Source extract:
======
I also bring a credit card, just in case.
Where should I exchange currencies? Is it best to exchange in the Philippines before the trip?
It depends on the country I’m visiting. In countries like Vietnam, Cambodia, Taiwan, where the PH peso is not widely accepted in banks/money changers, I usually exchange my pesos with US dollars here in the Philippines before the trip.
In countries like Singapore and Hong Kong where the PHP is widely accepted, I exchange directly when I’m already there. At the airport, I usually exchange a small amount, just enough to get me to my hotel. But when the airport rate isn’t that bad or the difference is very little, I exchange more. Sometimes, what you lose in the conversion might even be smaller than the money you’re gonna spend to get to a better money changer.
Based on experience, however, the best way to acquire foreign currencies is still through ATM withdrawal. Some banks collect transaction fees, some don’t. So if you’re setting up a travel account, choose your bank wisely.
Further reading: 10 Things I Wish I Knew Before I Started Traveling
Should I bring an ID?
Your passport is a valid ID. But Immigration Officers in the Philippines have started to ask for company ID to validate the occupation you indicated on your departure card.
I’m a freelancer so I don’t have a company ID. What is a good alternative?
When I was a freelancer, I didn’t have a company ID either. I would usually tell them that I was a consultant. I always had a copy of an Employment Certificate (which I got from my clients) and a copy of my ITR handy. I never had any problems with it ever.
If you’re a registered professional or sole proprietor, bring a copy of business registration documents to be safe.
Here’s the format I followed when I asked my clients to provide some sort of certification that I was working for them.Sample Certificate Employment PDF
I’m a fresh graduate but I’m currently unemployed. What can I do?
Find a sponsor who is an a family member. Prepare an authenticated Affidavit of Support and Guarantee indicating the relationship within the 4th civil degree of consanguinity or affinity, together with the supporting documents.
According to a friend who is an Immigration Officer, in addition, you must also provide proof that the sponsor can support the trip. This may be the sponsor’s ITR or bank documents.
You’re most likely going to be asked by the Immigration Officer why you’re traveling. If it is a graduation treat, you can say so. If you have a document to prove you just graduated, that can help too.
======
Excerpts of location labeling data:

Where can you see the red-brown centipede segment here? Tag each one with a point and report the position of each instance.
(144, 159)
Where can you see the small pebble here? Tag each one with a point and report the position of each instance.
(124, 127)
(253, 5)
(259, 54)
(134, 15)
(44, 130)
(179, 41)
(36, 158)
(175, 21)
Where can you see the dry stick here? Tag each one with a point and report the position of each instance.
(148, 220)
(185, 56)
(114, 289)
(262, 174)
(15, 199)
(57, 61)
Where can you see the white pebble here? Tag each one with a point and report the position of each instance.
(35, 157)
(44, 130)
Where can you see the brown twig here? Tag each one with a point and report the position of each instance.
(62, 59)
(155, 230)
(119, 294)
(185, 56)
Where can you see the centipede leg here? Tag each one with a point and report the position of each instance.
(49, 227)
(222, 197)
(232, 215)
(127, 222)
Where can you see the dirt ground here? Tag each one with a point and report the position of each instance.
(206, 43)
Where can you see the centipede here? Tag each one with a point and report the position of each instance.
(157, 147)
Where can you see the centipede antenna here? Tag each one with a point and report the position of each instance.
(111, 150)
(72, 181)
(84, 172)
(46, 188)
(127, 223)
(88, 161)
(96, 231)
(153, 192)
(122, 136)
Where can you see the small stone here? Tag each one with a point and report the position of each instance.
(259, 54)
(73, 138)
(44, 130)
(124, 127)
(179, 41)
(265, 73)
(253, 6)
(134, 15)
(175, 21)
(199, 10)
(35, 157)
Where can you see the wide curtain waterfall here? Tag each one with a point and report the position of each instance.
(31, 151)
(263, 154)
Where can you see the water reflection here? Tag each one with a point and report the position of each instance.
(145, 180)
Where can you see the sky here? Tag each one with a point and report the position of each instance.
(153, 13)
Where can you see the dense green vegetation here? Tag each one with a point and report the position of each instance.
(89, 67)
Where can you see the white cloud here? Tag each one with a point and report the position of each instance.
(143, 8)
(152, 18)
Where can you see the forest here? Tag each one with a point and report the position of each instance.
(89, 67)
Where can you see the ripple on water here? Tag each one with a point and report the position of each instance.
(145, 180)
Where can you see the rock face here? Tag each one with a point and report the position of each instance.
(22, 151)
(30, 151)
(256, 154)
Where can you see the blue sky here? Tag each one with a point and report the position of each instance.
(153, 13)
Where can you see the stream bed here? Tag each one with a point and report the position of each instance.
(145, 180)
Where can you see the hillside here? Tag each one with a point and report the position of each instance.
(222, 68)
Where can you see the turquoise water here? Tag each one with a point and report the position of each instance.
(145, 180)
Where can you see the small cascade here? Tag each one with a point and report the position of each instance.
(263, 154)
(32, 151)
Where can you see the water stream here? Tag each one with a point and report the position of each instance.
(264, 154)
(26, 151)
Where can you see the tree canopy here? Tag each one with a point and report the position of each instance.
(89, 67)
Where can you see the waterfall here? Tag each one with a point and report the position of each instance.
======
Exercise 1:
How many lines of the records contain the string "stream"? Case counts, and the reply should be only the number.
Exercise 2:
Can you extend the travel Q&A on currency exchange and IDs, starting right after its final sentence?

Exercise result 1:
2

Exercise result 2:
However, note that having the above papers does not guarantee anything but it can help.
I’m unemployed and I don’t have funds. What are the requirements?
Prove that you have a sponsor, preferably an immediate family member.
People who can’t financially support the trip themselves must have the following documents with them upon going through Immigration:
- Authenticated affidavit of support indicating the relationship within the 4th civil degree of consanguinity or affinity, together with the supporting documents.
- An affidavit of undertaking/ guaranty
In addition, you will also be asked to provide proof that your sponsor can financially support this trip. This may be ITR or bank statements.
However, having these documents does not guarantee you’ll be allowed to leave. They will still assess based on many other factors like purpose of travel, companion, and probability of returning. But the above documents can help build your case.
I’m traveling with my foreigner boyfriend / girlfriend / friend. What are the requirements?
According to the same memorandum, travelers without financial capacity to travel escorted or accompanied by a foreigner who is not related will be subject to secondary inspection.
There is a qualifier there: without financial capacity to travel. I’m guessing if you can prove you’re employed and you have the funds, you will still be allowed to exit the country. Hence, company ID, ITR, and Certificate of Employment or Business Registration documents can be a big help.
But if you don’t have those, there’s a chance they will be stricter on you.
My trip is sponsored by my foreigner boyfriend / girlfriend / friend. What are the requirements?
This is one of the most usual questions we get: What are the requirements if I’m going to meet a foreign boyfriend or girlfriend abroad?
If you’re paying for your trip, it’s easier. Many choose to just declare they’re visiting a friend or just traveling as a tourist. (Not that I approve of it.) You can present proof of employment like company ID, ITR, COE or business registration documents.
If your trip is sponsored by a foreigner, it becomes tricky because it shows you don’t have the financial capacity to afford this trip and you are very vulnerable to risky situations like human trafficking. In this case, you’re most likely to undergo secondary inspection. They’re just trying to protect you.
According to a friend who is an Immigration Officer, an Affidavit of Support/Guarantee/Undertaking can help. IDEALLY, the party supporting the traveler must be a RELATIVE within the 4th civil degree of consanguinity or affinity. But he said that SOMETIMES, they accept an Affidavit of Support from non-relative if everything else looks good. The keyword there is SOMETIMES. Not always. It’s on a case-by-case basis, so don’t count on it.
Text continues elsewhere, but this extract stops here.